** START OF ITEMS **

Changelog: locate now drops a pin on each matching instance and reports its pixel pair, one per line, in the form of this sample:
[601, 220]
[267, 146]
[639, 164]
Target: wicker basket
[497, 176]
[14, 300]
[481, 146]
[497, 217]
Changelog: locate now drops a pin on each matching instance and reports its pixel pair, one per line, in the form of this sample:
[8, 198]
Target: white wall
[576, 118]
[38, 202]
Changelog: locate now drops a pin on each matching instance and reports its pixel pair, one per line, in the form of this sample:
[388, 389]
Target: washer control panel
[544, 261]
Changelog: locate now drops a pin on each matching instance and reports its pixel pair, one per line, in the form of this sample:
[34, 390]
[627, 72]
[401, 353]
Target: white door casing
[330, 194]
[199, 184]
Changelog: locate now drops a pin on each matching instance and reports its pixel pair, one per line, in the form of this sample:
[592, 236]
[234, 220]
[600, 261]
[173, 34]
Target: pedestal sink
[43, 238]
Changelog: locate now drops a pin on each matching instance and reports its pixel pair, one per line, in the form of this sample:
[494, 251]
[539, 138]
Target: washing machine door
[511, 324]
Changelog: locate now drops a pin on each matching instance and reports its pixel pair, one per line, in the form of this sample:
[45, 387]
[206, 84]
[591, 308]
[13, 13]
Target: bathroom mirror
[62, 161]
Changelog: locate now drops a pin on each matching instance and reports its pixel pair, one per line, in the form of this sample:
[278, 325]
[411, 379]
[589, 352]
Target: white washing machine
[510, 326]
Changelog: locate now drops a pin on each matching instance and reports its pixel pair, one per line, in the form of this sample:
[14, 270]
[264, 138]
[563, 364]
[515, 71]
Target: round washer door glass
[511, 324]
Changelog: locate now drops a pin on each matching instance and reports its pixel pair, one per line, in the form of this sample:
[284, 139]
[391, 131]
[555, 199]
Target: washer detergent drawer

** END OF ITEMS **

Repeat the material from above exactly, word for word.

Changelog: locate now drops a pin on each matching instance and reports its pixel pair, one per line, in the form of this sample:
[601, 220]
[267, 146]
[639, 164]
Target: wicker basket
[497, 176]
[14, 300]
[481, 146]
[497, 217]
Changelog: locate now drops a pin on each matching instance and reports its pixel pair, one per line, in the form of this sample:
[8, 198]
Target: white wall
[576, 118]
[38, 202]
Changelog: locate now drops a pin on each matching instance and reports its pixel pair, one per line, in the form of this sample:
[388, 389]
Target: washer control panel
[544, 261]
Changelog: locate now drops a pin on each matching instance and reports its pixel pair, one per line, in the form of this sample:
[34, 390]
[627, 72]
[401, 353]
Target: white door casing
[330, 194]
[199, 184]
Changelog: locate now drops a pin on each matching instance and reports its pixel pair, one per line, in the form of this sample:
[592, 236]
[234, 220]
[600, 261]
[173, 34]
Target: pedestal sink
[43, 238]
Changelog: locate now drops a pin on each matching instance and reports its pixel pair, one per line, in the form of this sample:
[494, 251]
[539, 138]
Target: washing machine door
[511, 324]
Changelog: locate now drops a pin on each matching instance and reports its pixel pair, one per line, in the form of this sample:
[45, 387]
[206, 84]
[591, 308]
[13, 13]
Target: bathroom mirror
[62, 161]
Changelog: locate now drops a pin on each matching instance and reports its pixel pair, one per line, in the form of this sample:
[278, 325]
[411, 379]
[589, 352]
Target: white washing machine
[510, 326]
Changelog: locate now drops a pin on each matching instance and reports its pixel pair, one per line, in the form of this sample:
[14, 270]
[264, 138]
[563, 364]
[515, 71]
Target: round washer door glass
[511, 324]
Changelog: locate now drops a pin on each matching instance and reports its pixel pair, one per line, in the form of this sample:
[284, 139]
[391, 131]
[555, 199]
Target: washer detergent drawer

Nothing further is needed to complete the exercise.